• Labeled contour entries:

>>>

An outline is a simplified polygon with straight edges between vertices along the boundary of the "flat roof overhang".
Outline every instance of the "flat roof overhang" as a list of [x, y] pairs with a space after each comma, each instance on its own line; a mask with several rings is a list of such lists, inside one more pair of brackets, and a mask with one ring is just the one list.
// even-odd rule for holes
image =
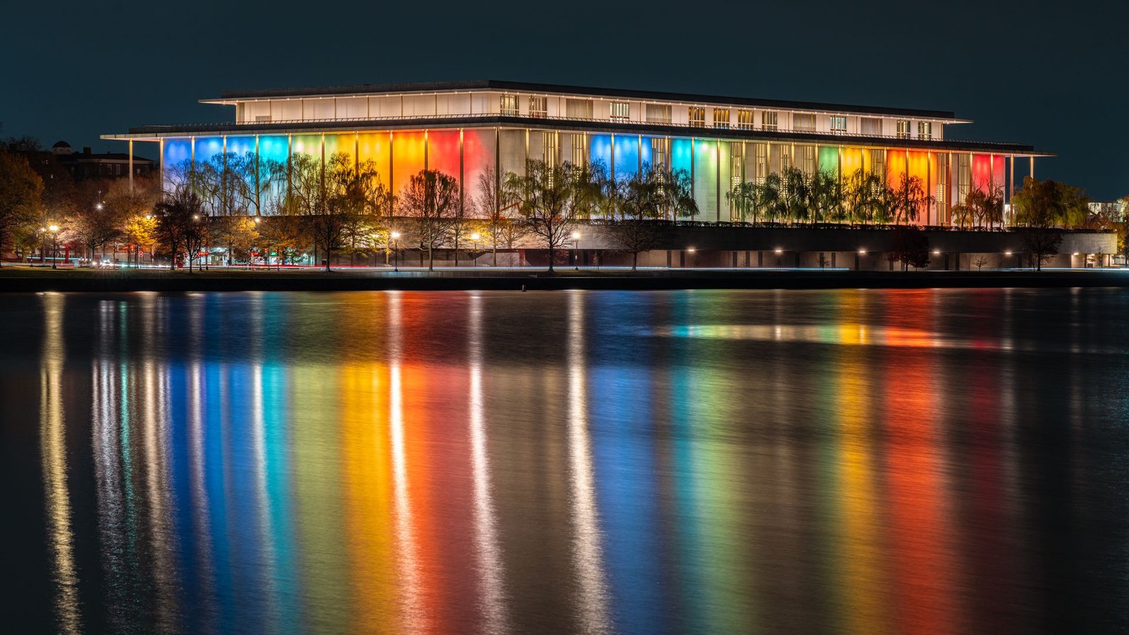
[[721, 139], [730, 141], [776, 141], [795, 143], [823, 143], [834, 146], [859, 146], [873, 148], [899, 147], [919, 150], [969, 151], [1015, 156], [1057, 156], [1054, 153], [1036, 150], [1033, 146], [995, 141], [972, 141], [965, 139], [899, 139], [893, 137], [868, 137], [860, 134], [831, 134], [823, 132], [790, 132], [772, 130], [742, 130], [736, 128], [690, 128], [640, 122], [576, 121], [545, 118], [518, 116], [453, 116], [419, 119], [385, 119], [364, 121], [316, 121], [295, 123], [203, 123], [187, 125], [142, 125], [130, 129], [125, 134], [103, 134], [102, 139], [116, 141], [159, 141], [177, 137], [216, 137], [252, 134], [312, 134], [312, 133], [360, 133], [396, 130], [439, 130], [458, 128], [535, 128], [575, 132], [609, 134], [647, 134], [663, 137]]
[[237, 102], [266, 99], [303, 99], [331, 97], [368, 97], [387, 95], [427, 95], [449, 93], [484, 93], [508, 90], [536, 95], [560, 95], [569, 97], [623, 98], [650, 102], [673, 102], [684, 105], [733, 105], [754, 108], [780, 108], [828, 114], [872, 114], [890, 116], [908, 116], [929, 119], [944, 123], [971, 123], [971, 120], [959, 119], [952, 111], [931, 111], [922, 108], [893, 108], [887, 106], [866, 106], [854, 104], [828, 104], [820, 102], [798, 102], [790, 99], [760, 99], [752, 97], [733, 97], [719, 95], [695, 95], [690, 93], [664, 93], [655, 90], [633, 90], [619, 88], [601, 88], [585, 86], [567, 86], [559, 84], [535, 84], [527, 81], [501, 81], [496, 79], [474, 81], [429, 81], [409, 84], [361, 84], [352, 86], [327, 86], [310, 88], [283, 88], [265, 90], [229, 90], [220, 93], [219, 98], [200, 99], [202, 104], [234, 105]]

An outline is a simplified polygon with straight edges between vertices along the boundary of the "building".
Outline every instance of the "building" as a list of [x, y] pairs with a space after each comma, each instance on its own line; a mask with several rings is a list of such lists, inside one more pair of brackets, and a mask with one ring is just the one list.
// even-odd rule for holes
[[[787, 167], [839, 179], [864, 169], [891, 183], [909, 174], [931, 197], [918, 223], [939, 227], [952, 227], [953, 206], [972, 188], [998, 189], [1009, 202], [1017, 179], [1048, 156], [1031, 146], [951, 139], [948, 127], [969, 120], [945, 111], [514, 81], [243, 90], [201, 102], [231, 106], [234, 121], [145, 125], [103, 138], [129, 141], [129, 155], [135, 141], [159, 143], [166, 181], [185, 162], [230, 153], [283, 164], [307, 154], [323, 165], [344, 153], [374, 160], [393, 192], [421, 169], [444, 171], [458, 179], [464, 203], [490, 168], [520, 172], [526, 159], [599, 160], [613, 176], [664, 165], [691, 175], [694, 220], [706, 223], [742, 220], [726, 195], [733, 185]], [[285, 186], [262, 195], [278, 199]]]
[[65, 171], [75, 181], [145, 176], [156, 167], [151, 159], [128, 153], [95, 154], [90, 148], [76, 153], [67, 141], [55, 141], [51, 150], [25, 151], [27, 160], [41, 173]]

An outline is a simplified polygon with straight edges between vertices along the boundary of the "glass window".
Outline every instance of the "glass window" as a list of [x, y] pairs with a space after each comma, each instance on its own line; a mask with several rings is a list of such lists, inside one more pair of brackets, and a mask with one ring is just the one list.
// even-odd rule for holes
[[549, 97], [530, 97], [530, 116], [549, 116]]
[[647, 121], [671, 123], [671, 104], [647, 104]]
[[802, 132], [814, 132], [815, 115], [804, 113], [796, 113], [791, 115], [791, 129], [799, 130]]
[[666, 139], [662, 137], [650, 138], [650, 165], [656, 168], [666, 166]]
[[870, 174], [882, 176], [883, 183], [885, 183], [886, 150], [870, 150]]
[[729, 108], [714, 108], [714, 128], [729, 128]]
[[690, 106], [690, 128], [706, 128], [706, 108]]
[[859, 131], [863, 134], [869, 134], [873, 137], [882, 136], [882, 120], [876, 116], [864, 116], [858, 120]]
[[541, 133], [541, 141], [545, 148], [545, 154], [542, 157], [545, 165], [557, 165], [557, 133], [544, 131]]
[[592, 99], [564, 99], [564, 116], [592, 119]]
[[815, 174], [815, 146], [799, 146], [802, 154], [799, 155], [799, 168], [804, 171], [804, 174], [811, 176]]
[[584, 157], [584, 133], [572, 134], [572, 165], [584, 165], [587, 159]]
[[769, 175], [769, 145], [753, 143], [753, 156], [755, 157], [755, 172], [753, 174], [756, 182], [761, 183]]

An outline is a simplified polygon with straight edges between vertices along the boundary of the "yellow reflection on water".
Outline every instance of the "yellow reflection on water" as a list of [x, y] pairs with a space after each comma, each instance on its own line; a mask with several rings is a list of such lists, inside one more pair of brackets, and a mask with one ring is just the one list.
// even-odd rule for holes
[[588, 440], [588, 395], [584, 354], [584, 293], [568, 298], [568, 429], [569, 463], [572, 472], [574, 553], [579, 577], [580, 607], [577, 611], [586, 633], [607, 633], [607, 588], [604, 581], [599, 513], [593, 482], [592, 449]]
[[47, 511], [47, 536], [54, 564], [55, 610], [63, 633], [81, 633], [75, 536], [71, 530], [70, 490], [67, 485], [67, 429], [63, 418], [62, 374], [63, 296], [45, 294], [43, 360], [40, 366], [40, 449]]
[[[856, 313], [857, 302], [849, 296], [843, 310]], [[866, 343], [867, 332], [843, 327], [839, 337], [844, 343]], [[887, 630], [883, 599], [886, 584], [882, 566], [882, 527], [875, 493], [873, 441], [866, 398], [873, 385], [866, 373], [863, 351], [839, 349], [837, 376], [841, 537], [837, 588], [846, 612], [844, 632], [870, 634]]]
[[478, 551], [479, 585], [487, 633], [508, 633], [502, 586], [501, 549], [490, 489], [490, 454], [487, 452], [485, 406], [482, 395], [482, 296], [471, 295], [471, 470], [474, 482], [474, 546]]
[[404, 629], [420, 633], [427, 626], [420, 583], [419, 547], [412, 521], [412, 503], [408, 489], [408, 453], [404, 449], [404, 394], [401, 386], [401, 357], [403, 356], [400, 294], [388, 295], [388, 429], [392, 438], [392, 473], [394, 482], [394, 511], [396, 523], [396, 562], [400, 573], [400, 611]]

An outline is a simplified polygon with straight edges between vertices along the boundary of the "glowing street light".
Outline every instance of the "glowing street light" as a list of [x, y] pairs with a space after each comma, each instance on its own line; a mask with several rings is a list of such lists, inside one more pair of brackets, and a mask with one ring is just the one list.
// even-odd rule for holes
[[51, 232], [51, 268], [59, 269], [59, 226], [51, 225], [47, 230]]

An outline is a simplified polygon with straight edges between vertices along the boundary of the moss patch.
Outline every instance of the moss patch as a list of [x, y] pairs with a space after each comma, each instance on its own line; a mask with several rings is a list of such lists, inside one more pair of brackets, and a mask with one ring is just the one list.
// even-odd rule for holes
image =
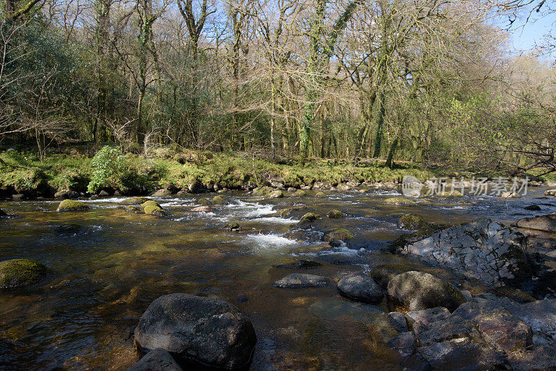
[[13, 288], [33, 285], [49, 273], [42, 263], [28, 259], [0, 261], [0, 288]]

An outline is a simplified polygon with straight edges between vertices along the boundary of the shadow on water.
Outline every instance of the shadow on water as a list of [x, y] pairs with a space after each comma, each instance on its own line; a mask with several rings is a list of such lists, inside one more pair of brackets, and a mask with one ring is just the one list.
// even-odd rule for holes
[[[89, 211], [67, 213], [56, 213], [54, 201], [2, 203], [0, 208], [17, 217], [0, 220], [0, 260], [38, 260], [56, 274], [24, 290], [0, 292], [0, 369], [124, 370], [138, 359], [133, 331], [150, 302], [186, 292], [222, 297], [250, 317], [259, 339], [251, 370], [395, 370], [400, 360], [385, 345], [395, 336], [386, 302], [350, 302], [334, 285], [279, 289], [272, 283], [295, 271], [275, 265], [314, 260], [321, 265], [303, 272], [334, 281], [393, 262], [453, 281], [448, 272], [384, 252], [388, 241], [407, 232], [398, 226], [400, 215], [455, 224], [556, 211], [541, 190], [507, 201], [466, 196], [411, 208], [381, 204], [395, 191], [314, 193], [266, 201], [230, 192], [224, 195], [230, 204], [209, 213], [189, 212], [197, 197], [166, 197], [157, 200], [169, 212], [163, 219], [128, 214], [119, 199], [88, 201]], [[523, 208], [532, 204], [541, 211]], [[276, 214], [292, 206], [288, 215]], [[345, 217], [326, 217], [331, 209]], [[324, 217], [298, 225], [307, 212]], [[241, 230], [226, 229], [230, 223]], [[321, 242], [338, 226], [355, 236], [349, 245]]]

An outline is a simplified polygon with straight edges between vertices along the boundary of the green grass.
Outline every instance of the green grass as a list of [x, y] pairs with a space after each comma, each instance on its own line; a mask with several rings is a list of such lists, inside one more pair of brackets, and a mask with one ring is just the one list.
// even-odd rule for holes
[[[92, 158], [83, 154], [51, 154], [44, 160], [32, 152], [0, 153], [0, 187], [13, 187], [19, 192], [30, 192], [38, 187], [85, 192], [92, 174]], [[262, 186], [279, 180], [286, 186], [312, 184], [316, 181], [395, 181], [411, 174], [425, 180], [430, 171], [404, 165], [391, 170], [382, 164], [356, 165], [346, 160], [313, 160], [302, 165], [295, 160], [274, 163], [253, 158], [248, 154], [174, 152], [158, 150], [147, 158], [126, 154], [125, 170], [114, 188], [131, 192], [134, 188], [151, 188], [170, 182], [179, 188], [195, 181], [205, 186], [220, 184], [237, 188], [250, 182]]]

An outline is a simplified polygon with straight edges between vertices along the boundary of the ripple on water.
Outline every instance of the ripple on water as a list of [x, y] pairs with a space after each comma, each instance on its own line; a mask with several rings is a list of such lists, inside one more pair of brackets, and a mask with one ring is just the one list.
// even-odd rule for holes
[[284, 237], [281, 234], [248, 234], [245, 241], [251, 245], [255, 250], [261, 252], [273, 252], [293, 247], [299, 244], [295, 240]]

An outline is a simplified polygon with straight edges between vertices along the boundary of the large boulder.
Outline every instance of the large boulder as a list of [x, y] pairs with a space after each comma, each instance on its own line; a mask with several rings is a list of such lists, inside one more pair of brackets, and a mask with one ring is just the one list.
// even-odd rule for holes
[[163, 217], [167, 215], [164, 208], [152, 200], [149, 200], [142, 204], [140, 210], [147, 215]]
[[343, 296], [365, 303], [377, 303], [384, 296], [380, 286], [362, 272], [344, 276], [338, 281], [336, 288]]
[[164, 197], [166, 196], [170, 196], [170, 195], [172, 195], [172, 191], [170, 190], [165, 190], [164, 188], [155, 190], [151, 193], [151, 196], [153, 197]]
[[226, 199], [222, 197], [222, 196], [215, 196], [213, 198], [213, 205], [227, 205], [228, 201], [226, 201]]
[[449, 282], [415, 270], [390, 280], [388, 297], [409, 311], [444, 306], [452, 311], [466, 302], [461, 292]]
[[411, 268], [403, 264], [387, 263], [373, 268], [370, 277], [382, 288], [386, 288], [388, 283], [398, 274], [411, 270]]
[[277, 281], [273, 286], [279, 288], [316, 288], [328, 286], [328, 279], [322, 276], [292, 273]]
[[122, 201], [124, 205], [140, 205], [149, 201], [147, 197], [129, 197]]
[[182, 371], [182, 370], [170, 353], [162, 348], [156, 348], [128, 368], [127, 371]]
[[79, 201], [73, 199], [65, 199], [58, 206], [56, 211], [58, 213], [64, 211], [83, 211], [88, 209], [89, 206], [83, 202], [79, 202]]
[[74, 190], [61, 190], [54, 193], [55, 199], [76, 199], [79, 197], [79, 192]]
[[44, 265], [28, 259], [0, 261], [0, 288], [14, 288], [33, 285], [49, 274]]
[[170, 294], [151, 303], [135, 340], [143, 352], [162, 348], [178, 361], [232, 370], [250, 363], [256, 336], [247, 317], [224, 300]]
[[518, 220], [516, 226], [520, 228], [554, 233], [556, 232], [556, 213], [537, 215], [534, 217], [524, 217]]
[[400, 252], [498, 287], [530, 277], [526, 247], [523, 234], [483, 218], [434, 232]]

<<<

Return every line of the rows above that contains the string "overhang". Matching is case-sensitive.

• Solution to this exercise:
An outline is a simplified polygon with straight edges between vertices along the boundary of the "flat roof overhang".
Outline every instance of the "flat roof overhang" as a list of [x, y] pairs with a space after each comma, each instance on its own line; a mask with several rings is a list of such lists, inside one more pair of brackets, and a mask with one ring is just the one list.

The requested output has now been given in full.